- [Texte proposé]
================================

N° 97, décembre 2013

La mosquée : galerie de l’art islamique*


Abdol Hossein Zarrin Koub
Traduit par

Zeinab Golestâni


Qui a dit que, dans l’islam, l’art n’était pas agréable à la religion ? Tout au contraire, ces deux s’embrassent et cela dans la mosquée. Le Dieu de l’islam - Allah le Suprême - n’est pas seulement Miséricordieux et Judicieux, mais aussi Beau, et par conséquent, comme les soufis le disent, l’Admirateur de la beauté.

Basilique Sainte-Sophie à Istanbul

Un regard jeté sur certaines mosquées anciennes révèle que ces édifices d’une gloire éthérée et offerts à Dieu méritent d’être nommés « galeries de l’art islamique ». Leurs artistes anonymes et inconnus, ayant consacré toute leur vie au service de Dieu, étaient animés par la même ferveur sacrée qui enflammait les maîtres de la Renaissance ; aussi, à l’instar de ceux-ci, cherchaient-ils de tout leur amour à réaliser et à faire valoir dans ces édifices sacrés leur imagination de la beauté.

Autrefois, l’architecte musulman essayait d’introduire la beauté qu’il découvrait au sein de son environnement dans la mosquée, à condition que celle-ci soit digne de la Majesté et de la Grandeur divine. Ainsi adopta-t-il pour la colonne de la mosquée le modèle des temples babyloniens, il emprunta minaret et mihrâb à l’église, et imita le balcon et la voûte des palais royaux sassanides.

Jadis, la mosquée, qui ne se limitait pas à être un simple lieu d’adoration, importait plus aux musulmans que de nos jours ; elle était leur forum, leur tribunal, et même leur académie. Au temps du Prophète, la mosquée était un lieu où se réunissaient les musulmans, et où le Prophète résolvait les questions de la communauté.

================================

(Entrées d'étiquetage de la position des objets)
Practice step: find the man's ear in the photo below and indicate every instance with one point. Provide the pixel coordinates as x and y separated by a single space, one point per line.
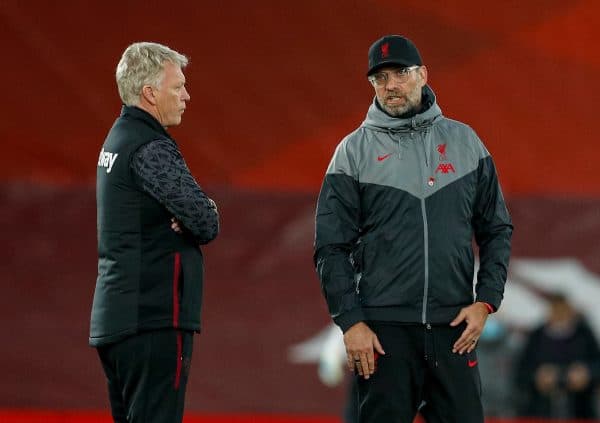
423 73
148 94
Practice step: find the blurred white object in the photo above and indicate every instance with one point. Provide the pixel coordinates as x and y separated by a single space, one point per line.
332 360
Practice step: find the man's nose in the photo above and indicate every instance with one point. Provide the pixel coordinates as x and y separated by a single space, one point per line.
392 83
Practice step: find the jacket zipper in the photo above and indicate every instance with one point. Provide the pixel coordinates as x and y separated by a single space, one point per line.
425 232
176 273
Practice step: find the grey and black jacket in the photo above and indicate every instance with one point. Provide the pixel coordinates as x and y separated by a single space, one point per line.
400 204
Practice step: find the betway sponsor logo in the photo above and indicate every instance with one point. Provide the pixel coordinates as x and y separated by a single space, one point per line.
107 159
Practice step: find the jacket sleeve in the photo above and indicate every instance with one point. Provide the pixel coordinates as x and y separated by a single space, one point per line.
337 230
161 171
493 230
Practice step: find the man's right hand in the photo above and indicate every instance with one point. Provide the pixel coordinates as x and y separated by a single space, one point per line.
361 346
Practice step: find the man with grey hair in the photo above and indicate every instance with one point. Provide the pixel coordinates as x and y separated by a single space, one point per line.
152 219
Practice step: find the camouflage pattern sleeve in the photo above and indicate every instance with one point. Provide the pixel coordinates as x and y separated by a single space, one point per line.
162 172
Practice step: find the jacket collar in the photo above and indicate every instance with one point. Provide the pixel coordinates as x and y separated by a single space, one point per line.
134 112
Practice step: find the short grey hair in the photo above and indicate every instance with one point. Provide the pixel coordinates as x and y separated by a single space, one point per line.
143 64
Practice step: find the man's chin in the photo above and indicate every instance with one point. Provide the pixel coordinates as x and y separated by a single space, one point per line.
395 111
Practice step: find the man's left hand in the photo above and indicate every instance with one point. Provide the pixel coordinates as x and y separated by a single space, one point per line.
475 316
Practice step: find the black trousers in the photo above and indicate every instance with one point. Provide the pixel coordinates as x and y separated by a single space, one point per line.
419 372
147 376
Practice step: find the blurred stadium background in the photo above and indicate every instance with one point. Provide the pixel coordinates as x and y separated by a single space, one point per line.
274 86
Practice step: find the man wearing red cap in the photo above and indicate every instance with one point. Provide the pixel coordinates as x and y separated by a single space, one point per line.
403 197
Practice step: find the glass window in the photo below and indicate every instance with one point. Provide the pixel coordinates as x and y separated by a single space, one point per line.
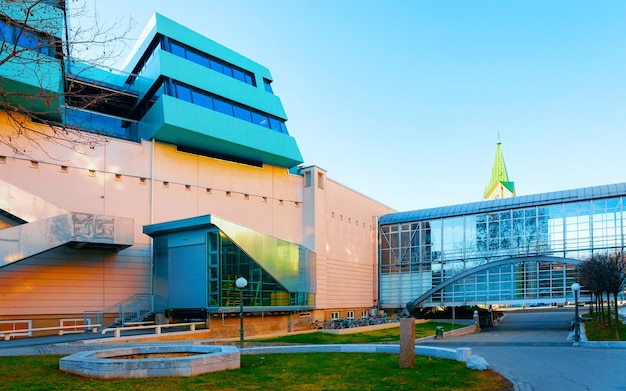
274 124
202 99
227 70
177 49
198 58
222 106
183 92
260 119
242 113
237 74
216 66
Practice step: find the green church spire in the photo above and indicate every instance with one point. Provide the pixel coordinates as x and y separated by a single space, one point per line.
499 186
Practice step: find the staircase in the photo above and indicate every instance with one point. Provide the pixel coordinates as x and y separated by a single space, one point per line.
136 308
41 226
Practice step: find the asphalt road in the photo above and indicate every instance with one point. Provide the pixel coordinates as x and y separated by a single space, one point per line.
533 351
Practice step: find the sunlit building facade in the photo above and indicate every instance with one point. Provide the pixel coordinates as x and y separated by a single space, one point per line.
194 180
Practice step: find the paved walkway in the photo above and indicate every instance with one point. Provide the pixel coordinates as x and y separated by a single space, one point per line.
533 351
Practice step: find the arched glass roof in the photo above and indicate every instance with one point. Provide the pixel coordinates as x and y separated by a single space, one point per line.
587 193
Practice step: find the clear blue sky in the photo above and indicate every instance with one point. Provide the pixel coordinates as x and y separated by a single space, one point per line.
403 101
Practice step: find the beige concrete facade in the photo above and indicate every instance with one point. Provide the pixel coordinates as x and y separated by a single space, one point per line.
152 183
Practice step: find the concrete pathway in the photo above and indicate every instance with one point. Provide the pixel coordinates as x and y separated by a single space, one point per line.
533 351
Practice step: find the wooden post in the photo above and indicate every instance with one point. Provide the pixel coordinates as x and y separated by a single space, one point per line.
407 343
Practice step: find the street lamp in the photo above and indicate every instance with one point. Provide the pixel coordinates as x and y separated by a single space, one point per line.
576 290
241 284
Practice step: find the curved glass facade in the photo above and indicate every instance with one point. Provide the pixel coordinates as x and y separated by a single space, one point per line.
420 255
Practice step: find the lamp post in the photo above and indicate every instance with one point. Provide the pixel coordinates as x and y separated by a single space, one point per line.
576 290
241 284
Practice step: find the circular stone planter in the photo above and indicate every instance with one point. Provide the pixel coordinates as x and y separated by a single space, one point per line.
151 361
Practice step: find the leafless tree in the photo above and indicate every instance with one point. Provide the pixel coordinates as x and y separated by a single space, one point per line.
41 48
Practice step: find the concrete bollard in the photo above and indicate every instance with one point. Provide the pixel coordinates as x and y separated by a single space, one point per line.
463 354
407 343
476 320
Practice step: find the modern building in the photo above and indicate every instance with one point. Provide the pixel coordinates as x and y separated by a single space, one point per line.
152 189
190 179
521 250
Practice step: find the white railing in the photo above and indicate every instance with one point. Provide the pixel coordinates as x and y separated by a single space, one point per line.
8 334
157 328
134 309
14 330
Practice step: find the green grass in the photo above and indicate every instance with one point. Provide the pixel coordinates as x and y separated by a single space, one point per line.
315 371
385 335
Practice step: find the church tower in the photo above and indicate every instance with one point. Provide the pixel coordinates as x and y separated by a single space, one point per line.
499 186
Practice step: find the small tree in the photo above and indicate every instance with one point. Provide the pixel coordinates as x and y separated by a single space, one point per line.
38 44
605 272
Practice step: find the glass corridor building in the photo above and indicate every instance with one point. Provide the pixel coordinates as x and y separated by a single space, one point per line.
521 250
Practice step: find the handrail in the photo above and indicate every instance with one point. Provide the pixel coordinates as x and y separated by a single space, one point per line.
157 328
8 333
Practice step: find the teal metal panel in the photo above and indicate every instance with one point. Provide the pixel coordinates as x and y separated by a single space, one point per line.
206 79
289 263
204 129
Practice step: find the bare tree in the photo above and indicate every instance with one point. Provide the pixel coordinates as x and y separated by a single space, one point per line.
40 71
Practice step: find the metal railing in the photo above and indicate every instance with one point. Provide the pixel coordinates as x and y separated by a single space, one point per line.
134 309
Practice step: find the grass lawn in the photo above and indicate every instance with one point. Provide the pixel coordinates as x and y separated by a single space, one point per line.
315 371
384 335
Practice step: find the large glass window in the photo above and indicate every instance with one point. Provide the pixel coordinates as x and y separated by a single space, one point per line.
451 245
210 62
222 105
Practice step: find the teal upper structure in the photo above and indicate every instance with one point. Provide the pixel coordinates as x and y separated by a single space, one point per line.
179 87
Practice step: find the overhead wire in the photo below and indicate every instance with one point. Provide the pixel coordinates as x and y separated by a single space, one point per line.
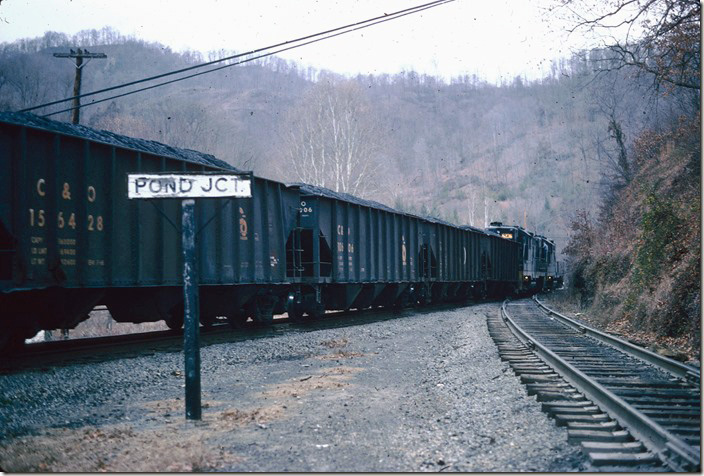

================================

- [Consignes]
- a) Recopiez le passage du texte sur la mosquée compris entre « Basilique Sainte-Sophie à » et « imagination de la beauté. », inclus, en remplaçant « artistes » par « bâtisseurs ».
- b) Les affirmations suivantes sont-elles conformes au texte sur la mosquée ? Répondez par oui ou par non, en citant les mots du texte qui permettent de trancher.
(i) L'auteur rapproche les artistes anonymes des mosquées des maîtres de la Renaissance.
(ii) Pour la colonne de la mosquée, l'architecte musulman s'est inspiré des palais royaux sassanides.
(iii) Autrefois, la mosquée comptait moins pour les musulmans qu'aujourd'hui.
Appuyez-vous uniquement sur le texte sur la mosquée.

- [Corrigés des exercices]
- a)
Basilique Sainte-Sophie à Istanbul

Un regard jeté sur certaines mosquées anciennes révèle que ces édifices d’une gloire éthérée et offerts à Dieu méritent d’être nommés « galeries de l’art islamique ». Leurs bâtisseurs anonymes et inconnus, ayant consacré toute leur vie au service de Dieu, étaient animés par la même ferveur sacrée qui enflammait les maîtres de la Renaissance ; aussi, à l’instar de ceux-ci, cherchaient-ils de tout leur amour à réaliser et à faire valoir dans ces édifices sacrés leur imagination de la beauté.

- b)
(i) Oui : « étaient animés par la même ferveur sacrée qui enflammait les maîtres de la Renaissance ».
(ii) Non : « adopta-t-il pour la colonne de la mosquée le modèle des temples babyloniens ».
(iii) Non : « importait plus aux musulmans que de nos jours ».